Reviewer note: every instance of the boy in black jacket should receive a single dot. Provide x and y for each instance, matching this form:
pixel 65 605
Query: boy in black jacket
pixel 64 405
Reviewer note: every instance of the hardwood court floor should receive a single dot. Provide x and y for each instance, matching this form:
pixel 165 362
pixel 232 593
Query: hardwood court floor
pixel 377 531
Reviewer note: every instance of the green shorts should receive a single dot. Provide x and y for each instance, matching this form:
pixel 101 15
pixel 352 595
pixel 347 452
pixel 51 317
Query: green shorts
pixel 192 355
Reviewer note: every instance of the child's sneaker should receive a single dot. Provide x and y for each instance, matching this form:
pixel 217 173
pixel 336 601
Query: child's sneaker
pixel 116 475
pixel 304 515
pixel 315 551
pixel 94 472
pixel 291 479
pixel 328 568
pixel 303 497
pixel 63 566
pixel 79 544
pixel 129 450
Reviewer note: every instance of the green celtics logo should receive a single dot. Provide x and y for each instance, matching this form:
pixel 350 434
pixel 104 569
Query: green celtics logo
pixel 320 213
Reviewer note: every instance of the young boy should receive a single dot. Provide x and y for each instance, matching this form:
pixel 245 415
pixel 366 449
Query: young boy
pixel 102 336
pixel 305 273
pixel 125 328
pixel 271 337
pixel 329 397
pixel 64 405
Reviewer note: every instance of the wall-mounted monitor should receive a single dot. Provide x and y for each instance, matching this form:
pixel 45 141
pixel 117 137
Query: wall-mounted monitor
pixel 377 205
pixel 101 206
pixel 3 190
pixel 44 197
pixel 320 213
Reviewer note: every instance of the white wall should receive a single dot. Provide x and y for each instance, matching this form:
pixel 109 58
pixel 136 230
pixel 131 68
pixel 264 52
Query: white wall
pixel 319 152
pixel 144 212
---*---
Task item = What is needed is an exact, complete copy of the entries above.

Answer section =
Reviewer note: every instance of the boy in black jacket should receive a single dot. Provide x and y for each instance, matching this form:
pixel 65 605
Query: boy in black jacket
pixel 64 405
Reviewer note: every instance of the hardwood court floor should receive a single dot. Provide x and y for each instance, matching this form:
pixel 165 362
pixel 232 593
Query: hardwood court floor
pixel 377 531
Reviewer note: every instance of the green shorts should receive a single dot. Provide x and y for each instance, matching this form:
pixel 101 15
pixel 352 595
pixel 347 452
pixel 51 317
Query: green shorts
pixel 192 355
Reviewer note: every instance of the child's sneaker should receive a single dot. Provide x and y for each instance, matching this form:
pixel 217 173
pixel 336 601
Query: child's sneaker
pixel 116 475
pixel 304 515
pixel 315 551
pixel 94 472
pixel 291 479
pixel 328 568
pixel 303 497
pixel 63 566
pixel 79 544
pixel 129 450
Reviewer note: every instance of the green celtics logo should receive a single dot. Provide x and y for each instance, matching this form:
pixel 350 434
pixel 104 569
Query: green celtics logo
pixel 320 213
Reviewer note: every instance of the young boy should receive a single dot. Provide x and y for each instance, matching this form:
pixel 245 415
pixel 366 449
Query: young boy
pixel 102 336
pixel 305 273
pixel 125 328
pixel 271 337
pixel 329 397
pixel 64 405
Reviewer note: every instance of the wall-mounted monitor should receive a single dot. Provide x and y for each instance, matching this form:
pixel 45 141
pixel 117 137
Query: wall-mounted monitor
pixel 377 205
pixel 101 206
pixel 3 190
pixel 44 197
pixel 320 213
Reviewer note: every instance of the white wall should receive a single dot. Provide x and y for each instance, matching this form:
pixel 109 58
pixel 136 230
pixel 131 68
pixel 264 52
Query: white wall
pixel 319 152
pixel 144 212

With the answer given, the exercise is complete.